• **Task item**:
The lines from the one containing "Target: green tree" to the end of the entries, both included, are what you need to transcribe exactly, without pictures and without anything else.

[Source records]
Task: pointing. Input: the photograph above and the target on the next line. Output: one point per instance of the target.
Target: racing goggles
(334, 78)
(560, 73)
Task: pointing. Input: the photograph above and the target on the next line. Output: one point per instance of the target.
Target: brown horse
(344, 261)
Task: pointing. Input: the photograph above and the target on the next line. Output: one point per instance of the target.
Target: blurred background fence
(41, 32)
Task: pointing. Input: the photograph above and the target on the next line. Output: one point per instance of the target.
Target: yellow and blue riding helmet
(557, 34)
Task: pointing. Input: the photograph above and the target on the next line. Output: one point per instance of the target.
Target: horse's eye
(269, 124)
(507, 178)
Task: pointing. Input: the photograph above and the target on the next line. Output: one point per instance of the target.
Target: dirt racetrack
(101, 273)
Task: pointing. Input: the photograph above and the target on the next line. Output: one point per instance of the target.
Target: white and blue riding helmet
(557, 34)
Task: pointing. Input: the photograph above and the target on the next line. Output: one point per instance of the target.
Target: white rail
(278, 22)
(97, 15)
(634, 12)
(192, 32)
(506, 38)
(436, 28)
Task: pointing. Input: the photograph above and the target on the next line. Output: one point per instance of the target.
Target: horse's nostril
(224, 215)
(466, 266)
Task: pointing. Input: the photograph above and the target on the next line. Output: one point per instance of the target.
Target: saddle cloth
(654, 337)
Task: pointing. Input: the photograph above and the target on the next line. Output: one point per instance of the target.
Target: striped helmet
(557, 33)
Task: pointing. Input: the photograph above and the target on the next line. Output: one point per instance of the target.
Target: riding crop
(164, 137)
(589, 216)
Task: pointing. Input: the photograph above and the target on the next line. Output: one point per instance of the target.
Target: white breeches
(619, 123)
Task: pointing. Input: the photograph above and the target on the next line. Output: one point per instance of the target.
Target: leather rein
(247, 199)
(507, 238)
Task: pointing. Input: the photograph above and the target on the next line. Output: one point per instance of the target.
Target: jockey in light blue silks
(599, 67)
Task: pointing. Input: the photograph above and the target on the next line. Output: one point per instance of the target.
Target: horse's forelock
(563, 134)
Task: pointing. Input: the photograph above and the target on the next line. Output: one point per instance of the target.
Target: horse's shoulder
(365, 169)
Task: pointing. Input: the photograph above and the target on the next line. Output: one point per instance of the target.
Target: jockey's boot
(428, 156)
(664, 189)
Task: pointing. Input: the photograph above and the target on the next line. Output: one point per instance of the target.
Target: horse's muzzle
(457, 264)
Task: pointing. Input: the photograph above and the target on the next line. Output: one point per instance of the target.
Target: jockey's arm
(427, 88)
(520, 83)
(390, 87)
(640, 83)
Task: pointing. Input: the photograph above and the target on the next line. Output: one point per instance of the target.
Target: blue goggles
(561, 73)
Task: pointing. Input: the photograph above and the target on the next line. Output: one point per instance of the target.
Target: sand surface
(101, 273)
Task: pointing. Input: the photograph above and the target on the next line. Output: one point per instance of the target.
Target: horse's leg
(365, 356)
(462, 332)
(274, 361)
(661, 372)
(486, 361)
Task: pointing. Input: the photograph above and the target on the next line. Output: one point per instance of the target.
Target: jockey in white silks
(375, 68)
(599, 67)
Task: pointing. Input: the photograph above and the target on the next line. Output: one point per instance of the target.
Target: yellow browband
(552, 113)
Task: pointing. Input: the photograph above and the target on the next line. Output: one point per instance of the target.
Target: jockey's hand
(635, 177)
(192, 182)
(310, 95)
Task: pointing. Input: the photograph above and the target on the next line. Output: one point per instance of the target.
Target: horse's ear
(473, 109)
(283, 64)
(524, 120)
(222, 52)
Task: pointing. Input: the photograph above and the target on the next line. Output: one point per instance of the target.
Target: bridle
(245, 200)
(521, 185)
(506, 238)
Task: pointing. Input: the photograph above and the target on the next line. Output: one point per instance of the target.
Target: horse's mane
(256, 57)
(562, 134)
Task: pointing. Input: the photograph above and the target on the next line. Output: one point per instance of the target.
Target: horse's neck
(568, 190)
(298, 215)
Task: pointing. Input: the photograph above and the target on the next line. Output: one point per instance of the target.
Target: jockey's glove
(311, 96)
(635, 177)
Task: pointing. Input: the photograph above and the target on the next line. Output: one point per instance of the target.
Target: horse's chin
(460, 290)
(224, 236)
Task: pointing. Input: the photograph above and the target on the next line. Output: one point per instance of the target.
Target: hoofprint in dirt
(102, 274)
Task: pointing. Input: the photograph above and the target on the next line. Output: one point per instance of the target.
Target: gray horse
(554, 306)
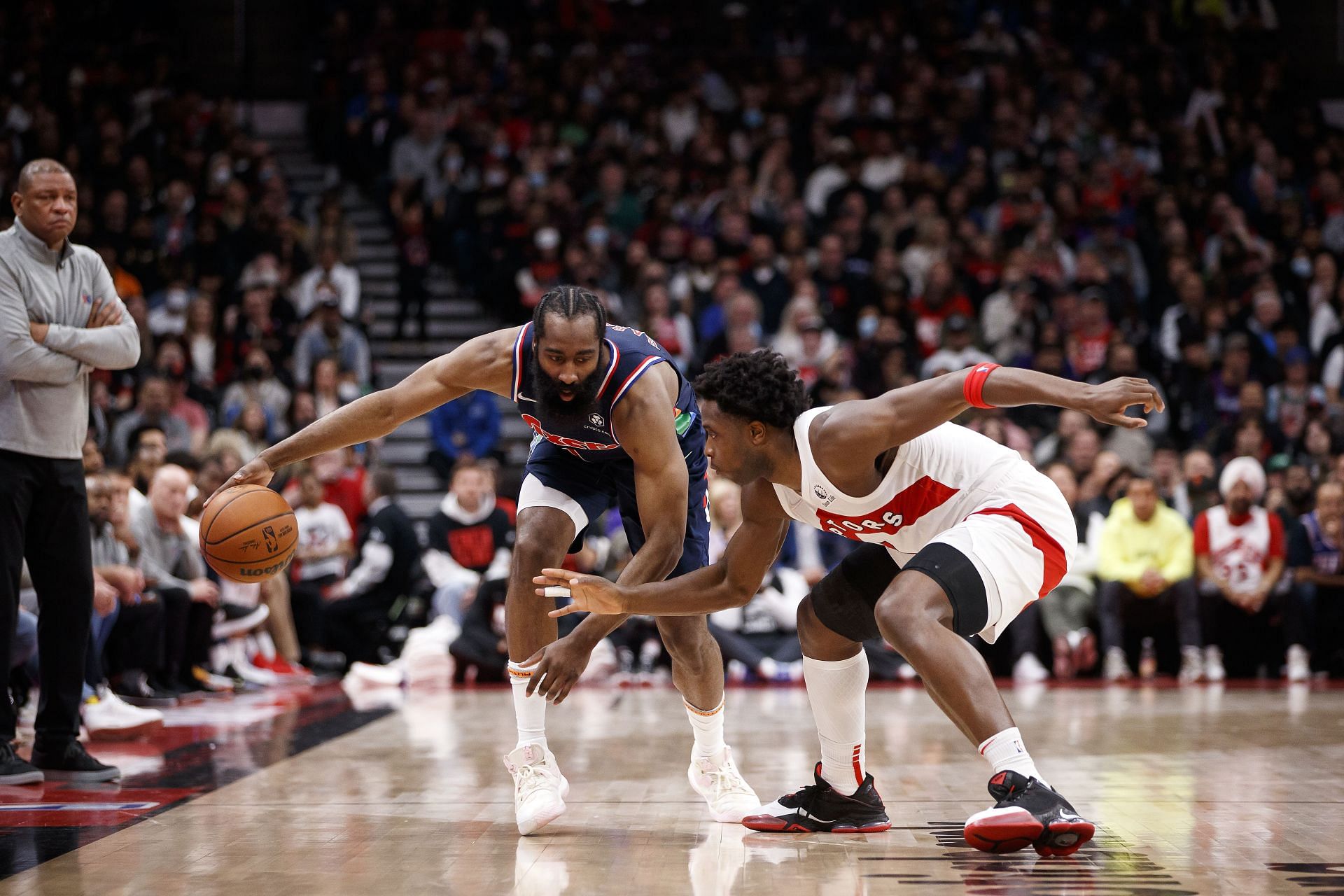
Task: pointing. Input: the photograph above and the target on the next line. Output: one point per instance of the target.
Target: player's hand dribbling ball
(248, 533)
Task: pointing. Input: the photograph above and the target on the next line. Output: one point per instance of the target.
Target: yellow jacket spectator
(1130, 546)
(1147, 566)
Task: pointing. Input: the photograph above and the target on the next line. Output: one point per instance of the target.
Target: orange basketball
(248, 533)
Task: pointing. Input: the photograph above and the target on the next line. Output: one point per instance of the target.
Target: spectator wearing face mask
(342, 279)
(958, 352)
(152, 407)
(258, 384)
(168, 315)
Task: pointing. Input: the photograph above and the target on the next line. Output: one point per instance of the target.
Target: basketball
(248, 533)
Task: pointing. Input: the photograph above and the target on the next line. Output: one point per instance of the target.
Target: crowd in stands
(888, 192)
(881, 195)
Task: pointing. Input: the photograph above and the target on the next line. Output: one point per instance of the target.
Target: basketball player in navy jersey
(616, 426)
(958, 535)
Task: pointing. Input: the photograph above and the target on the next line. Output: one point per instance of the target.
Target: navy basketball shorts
(585, 491)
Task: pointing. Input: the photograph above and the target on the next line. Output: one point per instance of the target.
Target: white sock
(528, 711)
(707, 726)
(836, 694)
(1006, 751)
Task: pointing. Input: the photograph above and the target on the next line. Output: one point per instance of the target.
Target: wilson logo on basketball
(264, 573)
(904, 510)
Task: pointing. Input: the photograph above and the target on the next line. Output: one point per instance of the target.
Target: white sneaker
(1298, 663)
(1214, 664)
(717, 778)
(1191, 665)
(539, 789)
(1116, 666)
(106, 718)
(1028, 669)
(370, 673)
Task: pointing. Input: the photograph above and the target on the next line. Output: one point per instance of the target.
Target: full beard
(578, 407)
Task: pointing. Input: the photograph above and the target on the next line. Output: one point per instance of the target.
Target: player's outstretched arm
(913, 410)
(732, 582)
(483, 363)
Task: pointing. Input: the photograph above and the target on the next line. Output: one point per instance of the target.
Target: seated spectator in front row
(388, 562)
(1240, 554)
(175, 574)
(1324, 578)
(1145, 564)
(470, 540)
(118, 608)
(482, 644)
(761, 638)
(1066, 613)
(326, 543)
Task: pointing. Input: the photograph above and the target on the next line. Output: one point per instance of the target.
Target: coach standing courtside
(59, 318)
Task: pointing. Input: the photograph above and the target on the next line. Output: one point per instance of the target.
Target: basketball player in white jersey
(958, 535)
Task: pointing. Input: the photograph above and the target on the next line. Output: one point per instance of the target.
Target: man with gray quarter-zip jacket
(59, 318)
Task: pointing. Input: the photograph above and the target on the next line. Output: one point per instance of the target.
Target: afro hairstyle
(756, 386)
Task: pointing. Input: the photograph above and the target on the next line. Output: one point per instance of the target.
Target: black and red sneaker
(819, 809)
(1028, 813)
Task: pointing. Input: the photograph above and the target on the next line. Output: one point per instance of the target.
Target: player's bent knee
(815, 636)
(907, 612)
(683, 636)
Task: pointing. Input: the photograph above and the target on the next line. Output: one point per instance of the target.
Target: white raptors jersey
(1240, 551)
(936, 481)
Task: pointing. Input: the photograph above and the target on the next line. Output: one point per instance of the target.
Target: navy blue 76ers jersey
(632, 354)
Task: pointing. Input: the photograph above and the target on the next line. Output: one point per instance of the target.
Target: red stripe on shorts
(1050, 550)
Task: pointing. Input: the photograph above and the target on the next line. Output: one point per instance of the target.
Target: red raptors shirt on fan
(1241, 548)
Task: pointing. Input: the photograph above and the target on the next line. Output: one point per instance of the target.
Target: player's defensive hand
(1109, 400)
(255, 472)
(556, 668)
(590, 593)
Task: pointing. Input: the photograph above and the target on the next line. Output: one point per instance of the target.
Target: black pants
(1126, 618)
(354, 626)
(305, 602)
(1253, 640)
(186, 634)
(136, 643)
(45, 517)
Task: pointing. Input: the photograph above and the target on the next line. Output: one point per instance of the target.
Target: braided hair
(570, 302)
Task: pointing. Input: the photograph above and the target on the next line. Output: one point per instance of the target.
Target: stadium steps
(452, 318)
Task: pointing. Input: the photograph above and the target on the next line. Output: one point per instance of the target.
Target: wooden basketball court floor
(1198, 790)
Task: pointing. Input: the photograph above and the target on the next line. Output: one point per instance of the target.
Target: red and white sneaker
(539, 789)
(1028, 813)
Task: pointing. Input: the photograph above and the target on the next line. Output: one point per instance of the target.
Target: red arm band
(974, 384)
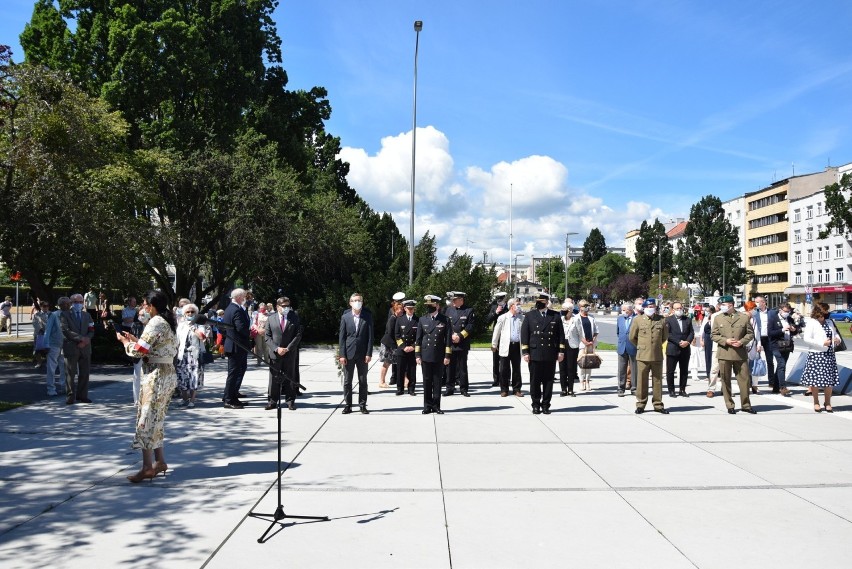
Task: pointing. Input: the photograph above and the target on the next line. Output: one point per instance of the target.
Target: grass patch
(7, 405)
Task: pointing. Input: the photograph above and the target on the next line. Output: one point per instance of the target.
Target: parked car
(841, 314)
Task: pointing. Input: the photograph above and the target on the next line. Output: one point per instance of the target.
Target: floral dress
(189, 370)
(157, 347)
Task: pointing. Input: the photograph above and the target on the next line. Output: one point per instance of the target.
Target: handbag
(589, 360)
(758, 367)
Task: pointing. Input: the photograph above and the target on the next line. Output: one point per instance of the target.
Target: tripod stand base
(278, 516)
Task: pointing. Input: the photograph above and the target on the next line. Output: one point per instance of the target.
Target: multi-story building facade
(767, 231)
(820, 269)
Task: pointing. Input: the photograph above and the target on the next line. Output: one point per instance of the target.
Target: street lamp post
(567, 249)
(723, 272)
(418, 25)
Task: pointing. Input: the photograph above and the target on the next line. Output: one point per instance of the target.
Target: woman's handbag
(758, 367)
(589, 360)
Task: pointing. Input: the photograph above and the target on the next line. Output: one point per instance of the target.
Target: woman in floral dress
(190, 370)
(821, 367)
(157, 347)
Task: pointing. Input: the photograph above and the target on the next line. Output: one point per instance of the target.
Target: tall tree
(708, 240)
(653, 250)
(594, 247)
(838, 205)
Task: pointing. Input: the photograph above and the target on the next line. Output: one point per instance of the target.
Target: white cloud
(469, 210)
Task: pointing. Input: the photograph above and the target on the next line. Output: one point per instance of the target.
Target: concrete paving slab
(746, 528)
(662, 465)
(553, 529)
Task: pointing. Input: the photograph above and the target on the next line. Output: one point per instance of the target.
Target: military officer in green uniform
(542, 345)
(433, 348)
(732, 332)
(648, 333)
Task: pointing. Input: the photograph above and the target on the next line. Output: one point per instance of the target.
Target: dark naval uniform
(496, 310)
(461, 320)
(432, 346)
(405, 334)
(543, 340)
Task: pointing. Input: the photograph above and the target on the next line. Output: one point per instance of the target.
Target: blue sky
(597, 114)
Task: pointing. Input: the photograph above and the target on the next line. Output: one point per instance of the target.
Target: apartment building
(820, 269)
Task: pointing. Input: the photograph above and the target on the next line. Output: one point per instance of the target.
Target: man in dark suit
(78, 329)
(236, 327)
(496, 310)
(461, 319)
(625, 350)
(405, 334)
(283, 334)
(678, 348)
(433, 348)
(356, 349)
(542, 346)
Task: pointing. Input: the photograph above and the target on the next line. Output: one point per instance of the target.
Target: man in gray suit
(356, 349)
(283, 334)
(78, 329)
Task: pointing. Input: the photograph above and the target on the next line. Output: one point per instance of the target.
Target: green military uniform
(648, 335)
(737, 326)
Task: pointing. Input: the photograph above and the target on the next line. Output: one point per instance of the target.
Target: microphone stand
(276, 517)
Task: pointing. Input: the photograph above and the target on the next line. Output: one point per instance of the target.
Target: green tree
(653, 249)
(66, 184)
(708, 239)
(838, 205)
(594, 247)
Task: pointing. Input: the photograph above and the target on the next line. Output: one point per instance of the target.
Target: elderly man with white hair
(236, 329)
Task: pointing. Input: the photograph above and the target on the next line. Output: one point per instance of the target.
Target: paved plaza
(487, 485)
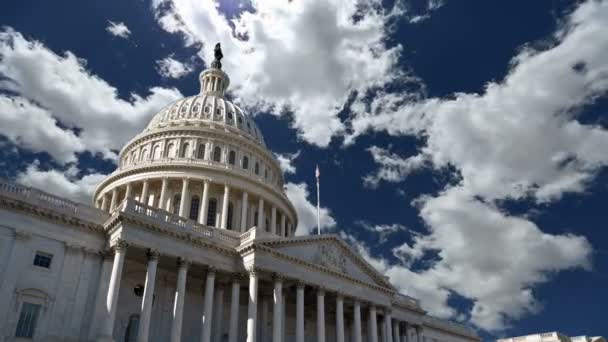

• **Result**:
Target: green tree
(653, 249)
(66, 184)
(708, 239)
(838, 205)
(594, 247)
Task: pointing. Input: the photograph above and the target on the next line. Output: one point per instance of the target.
Target: elderly man with white hair
(236, 329)
Task: pointing. Input: the photograph above and the target on the next line. Output: one point per instance of the target.
Target: paved plaza
(487, 485)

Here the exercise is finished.